## [Text]
Keywords: hemorrhagic cystitis, hematuria, cystectomy, formalin, bladder cancer, radiation

Introduction

Hemorrhagic cystitis (HC) is a sterile cystitis that results in persistent diffuse bleeding from the bladder mucosa with resultant gross hematuria. It is most common in patients treated with the oxazaphosphorine class of chemotherapy or secondary to pelvic radiation therapy (RT). The chemotherapy agents most commonly implicated include ifosfamide or cyclophosphamide in the setting of bone and soft tissue sarcoma or hematopoietic cell transplantation. It can also present as a late toxicity of pelvic RT when the bladder is within or near the radiation treatment field (eg prostate cancer, cervical cancer, etc.). Clinical presentations range from transient painless hematuria or irritative lower urinary tract symptoms to refractory acute bleeding necessitating transfusion and interventional measures.

Despite the availability of multiple treatment options, management of HC can be challenging, as treatment success rates vary and in some cases symptoms can be severe and persistent. The objective of this paper is to review the etiology, presentation, and management of HC, specifically in the context of the urologist’s role in workup and management. Our intention is not to review an exhaustive list of all agents and treatment modalities reported, but rather to describe a practical set of tools that the urologist can add to their armamentarium and apply as indicated depending on the presentation of HC.

## [Information shown]
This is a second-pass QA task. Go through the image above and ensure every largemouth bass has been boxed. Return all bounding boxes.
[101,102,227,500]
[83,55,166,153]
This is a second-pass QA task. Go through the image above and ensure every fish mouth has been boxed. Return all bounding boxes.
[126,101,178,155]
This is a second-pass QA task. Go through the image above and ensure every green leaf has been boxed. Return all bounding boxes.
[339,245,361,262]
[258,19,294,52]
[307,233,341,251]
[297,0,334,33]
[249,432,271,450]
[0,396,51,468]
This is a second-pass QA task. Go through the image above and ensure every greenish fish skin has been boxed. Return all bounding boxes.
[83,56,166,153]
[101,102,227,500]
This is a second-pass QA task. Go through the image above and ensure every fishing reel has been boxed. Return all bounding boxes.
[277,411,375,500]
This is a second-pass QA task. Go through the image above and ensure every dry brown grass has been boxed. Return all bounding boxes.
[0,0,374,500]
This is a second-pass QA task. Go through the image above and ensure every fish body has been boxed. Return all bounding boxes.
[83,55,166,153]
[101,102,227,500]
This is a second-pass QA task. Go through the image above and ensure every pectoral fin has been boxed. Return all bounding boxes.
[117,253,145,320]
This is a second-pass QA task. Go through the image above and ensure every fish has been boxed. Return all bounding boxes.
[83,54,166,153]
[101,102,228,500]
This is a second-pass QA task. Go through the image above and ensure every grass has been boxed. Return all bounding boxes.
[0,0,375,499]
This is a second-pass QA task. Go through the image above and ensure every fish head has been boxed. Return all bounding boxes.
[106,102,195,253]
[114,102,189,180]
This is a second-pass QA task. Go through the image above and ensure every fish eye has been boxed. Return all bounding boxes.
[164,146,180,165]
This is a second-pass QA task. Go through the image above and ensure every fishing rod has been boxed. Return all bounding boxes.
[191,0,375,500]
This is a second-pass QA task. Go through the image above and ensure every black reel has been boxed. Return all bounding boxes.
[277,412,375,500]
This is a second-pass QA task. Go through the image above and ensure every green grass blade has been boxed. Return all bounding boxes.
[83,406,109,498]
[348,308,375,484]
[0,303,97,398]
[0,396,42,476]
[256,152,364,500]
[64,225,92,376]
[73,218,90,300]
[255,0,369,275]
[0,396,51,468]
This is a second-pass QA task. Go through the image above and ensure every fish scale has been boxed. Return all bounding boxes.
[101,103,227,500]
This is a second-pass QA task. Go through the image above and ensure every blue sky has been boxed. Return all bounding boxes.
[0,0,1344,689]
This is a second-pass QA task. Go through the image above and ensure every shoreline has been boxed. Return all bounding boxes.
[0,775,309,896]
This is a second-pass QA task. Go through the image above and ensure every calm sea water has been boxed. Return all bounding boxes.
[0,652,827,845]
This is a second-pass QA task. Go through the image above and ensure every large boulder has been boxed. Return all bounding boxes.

## [Work request]
Could you reproduce the hemorrhagic cystitis text above in full, word for word?

## [Result]
Keywords: hemorrhagic cystitis, hematuria, cystectomy, formalin, bladder cancer, radiation

Introduction

Hemorrhagic cystitis (HC) is a sterile cystitis that results in persistent diffuse bleeding from the bladder mucosa with resultant gross hematuria. It is most common in patients treated with the oxazaphosphorine class of chemotherapy or secondary to pelvic radiation therapy (RT). The chemotherapy agents most commonly implicated include ifosfamide or cyclophosphamide in the setting of bone and soft tissue sarcoma or hematopoietic cell transplantation. It can also present as a late toxicity of pelvic RT when the bladder is within or near the radiation treatment field (eg prostate cancer, cervical cancer, etc.). Clinical presentations range from transient painless hematuria or irritative lower urinary tract symptoms to refractory acute bleeding necessitating transfusion and interventional measures.

Despite the availability of multiple treatment options, management of HC can be challenging, as treatment success rates vary and in some cases symptoms can be severe and persistent. The objective of this paper is to review the etiology, presentation, and management of HC, specifically in the context of the urologist’s role in workup and management. Our intention is not to review an exhaustive list of all agents and treatment modalities reported, but rather to describe a practical set of tools that the urologist can add to their armamentarium and apply as indicated depending on the presentation of HC.